(Work to do)
Using the passage on savings account interest below, answer these questions.
1. In the simple interest formula, what does the letter P represent?
2. What annual interest rate does the example savings account earn?
3. How much interest does the example calculation produce?

(Passage)
Figuring out how much you'll earn over time means calculating how much your money compounds. We’ll get into that later on, but you can start by using the simple interest formula.
How to calculate interest in a savings account
To calculate the simple interest you’ll earn in a savings account, multiply the account balance by the interest rate by the time period the money is in the account. Note that the interest in savings is money you earn, not money you pay.
Simple interest formula
The formula for calculating simple interest is: Interest = P * R * T.
P = Principal amount (the beginning balance).
R = Interest rate (usually per year, expressed as a decimal).
T = Number of time periods (generally one-year time periods). Say you have a savings account with $10,000 that earns 4% interest per year. Expressed as a decimal, the interest rate is 0.04, so the formula would be:
Interest = $10,000 * 0.04 * 1, which equals $400.

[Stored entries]
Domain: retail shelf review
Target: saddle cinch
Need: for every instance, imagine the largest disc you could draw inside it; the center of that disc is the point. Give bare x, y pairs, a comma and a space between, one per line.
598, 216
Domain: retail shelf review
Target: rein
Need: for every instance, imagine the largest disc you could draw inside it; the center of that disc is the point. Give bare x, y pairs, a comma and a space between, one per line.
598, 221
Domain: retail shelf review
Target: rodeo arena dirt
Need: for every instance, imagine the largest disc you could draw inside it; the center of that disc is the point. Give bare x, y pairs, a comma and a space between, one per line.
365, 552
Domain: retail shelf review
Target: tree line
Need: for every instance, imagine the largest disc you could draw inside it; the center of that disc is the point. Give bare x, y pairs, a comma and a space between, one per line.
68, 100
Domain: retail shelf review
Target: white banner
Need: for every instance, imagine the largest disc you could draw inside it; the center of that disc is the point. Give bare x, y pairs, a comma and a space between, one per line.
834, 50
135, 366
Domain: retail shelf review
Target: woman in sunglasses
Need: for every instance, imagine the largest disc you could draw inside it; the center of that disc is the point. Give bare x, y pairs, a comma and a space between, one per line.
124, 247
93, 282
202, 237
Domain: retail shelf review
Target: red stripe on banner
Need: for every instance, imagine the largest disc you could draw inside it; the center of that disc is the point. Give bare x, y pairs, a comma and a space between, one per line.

(Task result)
1. The principal amount, meaning the beginning balance.
2. 4% per year, or 0.04 as a decimal.
3. $400.